* [Exercise] Retype the lines word for word. Begin at the line that has "Definition of the keypoint: for every instance of the military" and go on through the last line.

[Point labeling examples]
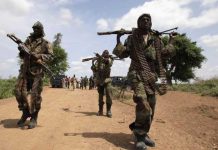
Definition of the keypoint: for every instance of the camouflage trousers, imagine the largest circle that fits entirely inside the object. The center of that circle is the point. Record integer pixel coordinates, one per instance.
(145, 107)
(28, 93)
(106, 88)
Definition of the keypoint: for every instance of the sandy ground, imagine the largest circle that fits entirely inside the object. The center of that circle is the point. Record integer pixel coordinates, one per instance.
(68, 121)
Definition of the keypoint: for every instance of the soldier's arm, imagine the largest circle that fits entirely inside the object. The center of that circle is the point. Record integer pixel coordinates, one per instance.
(123, 51)
(48, 53)
(168, 50)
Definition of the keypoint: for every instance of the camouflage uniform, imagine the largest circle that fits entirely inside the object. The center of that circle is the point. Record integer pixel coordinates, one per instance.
(29, 84)
(85, 82)
(102, 68)
(147, 53)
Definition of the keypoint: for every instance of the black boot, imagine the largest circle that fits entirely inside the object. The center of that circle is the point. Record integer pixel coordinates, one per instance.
(23, 118)
(109, 114)
(140, 144)
(33, 120)
(100, 112)
(148, 141)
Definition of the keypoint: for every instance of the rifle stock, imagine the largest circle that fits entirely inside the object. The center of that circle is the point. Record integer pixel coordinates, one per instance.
(123, 31)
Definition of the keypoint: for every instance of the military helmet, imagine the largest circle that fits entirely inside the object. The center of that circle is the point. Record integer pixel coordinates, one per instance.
(38, 25)
(105, 52)
(143, 15)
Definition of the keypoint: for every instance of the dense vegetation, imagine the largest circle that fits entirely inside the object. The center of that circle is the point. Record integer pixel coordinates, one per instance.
(203, 87)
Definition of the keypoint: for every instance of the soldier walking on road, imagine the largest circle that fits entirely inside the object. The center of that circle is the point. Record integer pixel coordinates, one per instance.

* [Output of the exercise]
Definition of the keypoint: for every instance of the military helmet, imagine the largest circle that fits entirely inside the object. The center of that circle is the point. Record integer pixel coordinates, one per instance.
(38, 25)
(105, 52)
(143, 15)
Definition of the keypoint: for every instance of the dense vegetation, imagine the largest circle that fits entirely inside the object. The center of that circle is the point. Record integer pixel coordinates, one per instance.
(203, 87)
Definition of the keypoint: for every instance of the soldier walking on road, imagine the largest circle that fits entirely inside the object. The center of that circle is the point. Record integer pixel coordinates, one per instance.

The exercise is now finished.